== WHAT YOU HAVE TO DO ==
How many lines in the data below contain the word "faucet"? Give only the number.

# # # # # # #

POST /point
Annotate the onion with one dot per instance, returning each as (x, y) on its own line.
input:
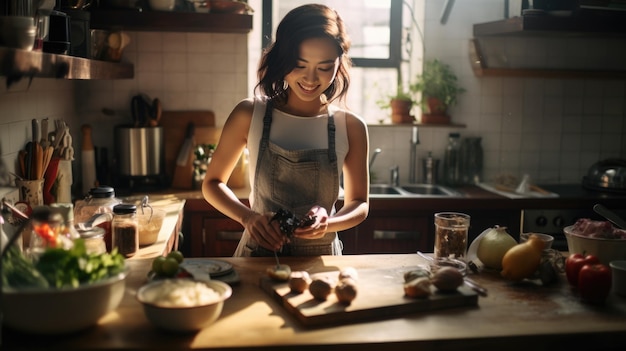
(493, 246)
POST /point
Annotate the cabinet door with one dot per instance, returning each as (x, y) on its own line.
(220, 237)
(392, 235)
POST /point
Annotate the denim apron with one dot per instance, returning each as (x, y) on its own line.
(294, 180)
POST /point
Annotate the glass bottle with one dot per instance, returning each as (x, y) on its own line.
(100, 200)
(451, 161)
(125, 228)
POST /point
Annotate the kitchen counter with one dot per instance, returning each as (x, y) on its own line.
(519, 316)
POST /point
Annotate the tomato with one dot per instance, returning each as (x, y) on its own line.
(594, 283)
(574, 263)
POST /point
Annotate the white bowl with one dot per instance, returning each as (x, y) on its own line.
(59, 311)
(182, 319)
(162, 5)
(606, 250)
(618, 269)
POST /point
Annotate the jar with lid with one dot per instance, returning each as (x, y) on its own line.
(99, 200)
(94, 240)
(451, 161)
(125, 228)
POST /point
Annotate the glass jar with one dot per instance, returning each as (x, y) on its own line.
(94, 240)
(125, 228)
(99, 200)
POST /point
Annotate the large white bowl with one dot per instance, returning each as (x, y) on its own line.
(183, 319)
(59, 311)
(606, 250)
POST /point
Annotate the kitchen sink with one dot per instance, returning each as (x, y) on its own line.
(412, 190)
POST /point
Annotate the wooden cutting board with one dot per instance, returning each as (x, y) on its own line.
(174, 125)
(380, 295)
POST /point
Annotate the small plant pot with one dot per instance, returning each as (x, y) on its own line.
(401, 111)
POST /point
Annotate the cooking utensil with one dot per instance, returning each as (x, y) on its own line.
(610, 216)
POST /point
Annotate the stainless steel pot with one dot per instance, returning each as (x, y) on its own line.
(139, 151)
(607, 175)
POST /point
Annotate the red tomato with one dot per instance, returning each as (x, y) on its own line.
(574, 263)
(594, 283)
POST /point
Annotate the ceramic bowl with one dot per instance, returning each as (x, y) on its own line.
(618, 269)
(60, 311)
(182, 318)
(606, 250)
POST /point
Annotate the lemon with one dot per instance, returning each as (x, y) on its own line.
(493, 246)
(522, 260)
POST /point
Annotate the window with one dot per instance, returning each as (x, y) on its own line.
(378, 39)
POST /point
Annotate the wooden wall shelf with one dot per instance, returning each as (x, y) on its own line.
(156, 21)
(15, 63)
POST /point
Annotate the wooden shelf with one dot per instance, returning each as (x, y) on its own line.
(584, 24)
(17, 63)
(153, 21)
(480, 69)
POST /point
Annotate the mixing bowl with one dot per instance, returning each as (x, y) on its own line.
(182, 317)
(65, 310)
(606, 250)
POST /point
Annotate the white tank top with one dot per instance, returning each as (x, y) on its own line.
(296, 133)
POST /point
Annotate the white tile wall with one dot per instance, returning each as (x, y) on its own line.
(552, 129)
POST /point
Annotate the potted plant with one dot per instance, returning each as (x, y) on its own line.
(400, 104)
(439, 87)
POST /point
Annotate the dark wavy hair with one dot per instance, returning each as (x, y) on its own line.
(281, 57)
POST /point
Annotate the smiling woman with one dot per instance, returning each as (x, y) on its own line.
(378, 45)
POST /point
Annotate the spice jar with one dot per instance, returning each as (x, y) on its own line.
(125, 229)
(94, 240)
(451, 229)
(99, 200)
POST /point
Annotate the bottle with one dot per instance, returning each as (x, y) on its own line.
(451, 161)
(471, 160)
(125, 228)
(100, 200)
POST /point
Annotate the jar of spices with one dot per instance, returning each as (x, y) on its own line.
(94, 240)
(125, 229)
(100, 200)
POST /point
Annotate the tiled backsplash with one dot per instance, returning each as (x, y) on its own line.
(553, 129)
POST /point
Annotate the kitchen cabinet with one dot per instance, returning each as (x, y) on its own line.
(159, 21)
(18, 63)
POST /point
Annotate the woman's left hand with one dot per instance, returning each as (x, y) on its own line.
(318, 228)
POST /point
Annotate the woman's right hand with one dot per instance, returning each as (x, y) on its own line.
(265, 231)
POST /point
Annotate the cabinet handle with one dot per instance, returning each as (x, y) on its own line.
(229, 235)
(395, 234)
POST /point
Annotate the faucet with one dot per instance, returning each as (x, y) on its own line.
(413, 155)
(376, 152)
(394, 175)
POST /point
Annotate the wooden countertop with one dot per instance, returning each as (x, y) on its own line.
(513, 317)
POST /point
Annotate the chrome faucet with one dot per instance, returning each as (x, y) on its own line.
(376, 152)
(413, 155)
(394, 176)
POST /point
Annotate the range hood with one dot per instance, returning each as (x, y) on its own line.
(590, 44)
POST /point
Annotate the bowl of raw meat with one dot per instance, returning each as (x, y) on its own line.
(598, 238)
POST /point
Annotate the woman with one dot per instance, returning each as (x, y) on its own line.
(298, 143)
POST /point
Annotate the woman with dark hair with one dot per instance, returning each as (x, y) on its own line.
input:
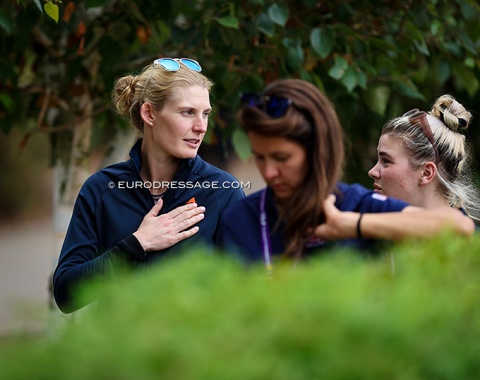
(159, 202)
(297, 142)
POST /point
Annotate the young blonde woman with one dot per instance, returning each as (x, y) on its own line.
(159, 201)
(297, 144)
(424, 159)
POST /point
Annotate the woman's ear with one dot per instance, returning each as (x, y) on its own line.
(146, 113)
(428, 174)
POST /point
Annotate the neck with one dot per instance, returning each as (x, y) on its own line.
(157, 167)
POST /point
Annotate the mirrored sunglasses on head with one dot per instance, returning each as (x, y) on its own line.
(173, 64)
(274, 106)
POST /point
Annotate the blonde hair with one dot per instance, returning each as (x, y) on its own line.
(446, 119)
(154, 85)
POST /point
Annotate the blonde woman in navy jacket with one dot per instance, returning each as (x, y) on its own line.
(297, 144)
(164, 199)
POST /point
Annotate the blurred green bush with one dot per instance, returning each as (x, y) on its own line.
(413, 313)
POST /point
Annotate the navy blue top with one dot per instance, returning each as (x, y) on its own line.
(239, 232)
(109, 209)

# # # # # # #

== RESULT ==
2